▸ WHAT NEEDS TO BE DONE
Every record here must be set down once more, precisely as it reads.

(Saved entries)
+--

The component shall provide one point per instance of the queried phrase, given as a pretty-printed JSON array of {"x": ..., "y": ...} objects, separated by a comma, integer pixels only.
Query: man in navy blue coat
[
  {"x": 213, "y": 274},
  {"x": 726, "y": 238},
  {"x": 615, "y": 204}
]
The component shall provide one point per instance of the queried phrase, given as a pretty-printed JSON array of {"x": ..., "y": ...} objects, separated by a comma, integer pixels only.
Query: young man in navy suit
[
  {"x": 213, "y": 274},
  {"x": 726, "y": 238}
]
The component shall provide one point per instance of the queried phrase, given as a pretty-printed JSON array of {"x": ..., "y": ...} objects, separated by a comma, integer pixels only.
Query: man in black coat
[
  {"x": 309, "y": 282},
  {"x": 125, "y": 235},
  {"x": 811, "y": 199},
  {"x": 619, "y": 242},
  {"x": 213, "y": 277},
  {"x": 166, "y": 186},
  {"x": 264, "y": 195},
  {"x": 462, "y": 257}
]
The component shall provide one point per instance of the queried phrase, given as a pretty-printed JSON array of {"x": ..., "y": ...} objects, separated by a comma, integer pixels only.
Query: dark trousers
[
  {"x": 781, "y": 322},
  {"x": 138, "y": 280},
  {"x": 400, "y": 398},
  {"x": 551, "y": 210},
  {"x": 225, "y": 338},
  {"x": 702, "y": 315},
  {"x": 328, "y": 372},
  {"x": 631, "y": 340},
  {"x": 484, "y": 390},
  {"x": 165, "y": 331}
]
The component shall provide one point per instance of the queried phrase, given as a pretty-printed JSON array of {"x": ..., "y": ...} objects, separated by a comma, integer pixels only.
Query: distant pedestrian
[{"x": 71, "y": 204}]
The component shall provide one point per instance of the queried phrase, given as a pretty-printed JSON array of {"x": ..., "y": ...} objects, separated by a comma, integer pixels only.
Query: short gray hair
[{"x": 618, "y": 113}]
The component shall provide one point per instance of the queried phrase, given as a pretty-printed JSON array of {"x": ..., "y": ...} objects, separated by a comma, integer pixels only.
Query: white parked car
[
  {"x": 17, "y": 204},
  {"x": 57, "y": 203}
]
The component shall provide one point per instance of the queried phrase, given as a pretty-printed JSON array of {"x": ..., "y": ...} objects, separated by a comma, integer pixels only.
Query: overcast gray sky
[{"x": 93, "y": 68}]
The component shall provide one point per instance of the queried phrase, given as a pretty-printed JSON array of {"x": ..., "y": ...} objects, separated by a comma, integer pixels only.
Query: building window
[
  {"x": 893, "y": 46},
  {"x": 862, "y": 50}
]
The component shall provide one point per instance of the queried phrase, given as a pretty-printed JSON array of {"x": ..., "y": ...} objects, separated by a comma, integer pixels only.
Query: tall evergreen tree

+--

▸ SOLUTION TO THE PROBLEM
The component shall provide one point per instance of the queried phrase, given as a pretty-printed JSON array of {"x": ..., "y": ...} objects, separated by a comma, integer pixels only.
Query: man in navy blue coat
[
  {"x": 213, "y": 274},
  {"x": 726, "y": 238},
  {"x": 615, "y": 204}
]
The component shall provide one point per instance of the queried phrase, given as a pretty-printed JSON array of {"x": ..., "y": ...} objects, separated by a comma, integer pixels only.
Query: young man in navy suit
[
  {"x": 213, "y": 274},
  {"x": 726, "y": 238}
]
The component shall provide one point per instance of the queried phrase, given as a pretty-printed JSON array of {"x": ..., "y": ...} objects, separated by a comma, integer pixels only.
Query: man in black coat
[
  {"x": 309, "y": 282},
  {"x": 125, "y": 235},
  {"x": 811, "y": 199},
  {"x": 619, "y": 242},
  {"x": 213, "y": 277},
  {"x": 166, "y": 186},
  {"x": 264, "y": 195},
  {"x": 462, "y": 257}
]
The component shall provide one point per instance of the queried phrase, given as a pretty-printed JSON array of {"x": ..., "y": ...} objects, separated by a comma, integer pixels only.
Query: dark trousers
[
  {"x": 781, "y": 322},
  {"x": 138, "y": 280},
  {"x": 400, "y": 398},
  {"x": 551, "y": 210},
  {"x": 225, "y": 338},
  {"x": 702, "y": 315},
  {"x": 328, "y": 372},
  {"x": 631, "y": 340},
  {"x": 484, "y": 390},
  {"x": 165, "y": 331}
]
The component shall provide one point per instance of the queried phrase, given as a pretty-printed JSON array of {"x": ..., "y": ...} objects, separated by a comma, integer pixels only.
Query: distant pedestrian
[{"x": 71, "y": 204}]
The component shall provide one point per instance of the queried phrase, given as a pretty-printed JSON array of {"x": ..., "y": ...} objects, separated by a comma, integer pixels only.
Query: short gray hair
[{"x": 618, "y": 113}]
The component shall provide one point per instance of the queried phrase, given as a pretty-printed JSON array of {"x": ..., "y": ...} objects, separated by a comma, integer pixels only.
Query: white parked car
[
  {"x": 17, "y": 204},
  {"x": 57, "y": 203}
]
The component shall provide one point per instance of the queried phrase, given as a pretty-printed JSON array of {"x": ..., "y": ...} objects, separated by a comma, integer pixels only.
Query: overcast gray sky
[{"x": 93, "y": 68}]
The component shall provide one point per instance of the queried phrase, given as a pretty-printed JSON array of {"x": ..., "y": ...} objects, separated by a comma, integer pixels only.
Query: building window
[
  {"x": 893, "y": 46},
  {"x": 862, "y": 50}
]
The component shall provide one point per instance of the queried phrase, given as a pretty-printed JSON array of {"x": ..., "y": ...} objects, separated by a comma, integer pixels only.
Query: tall evergreen tree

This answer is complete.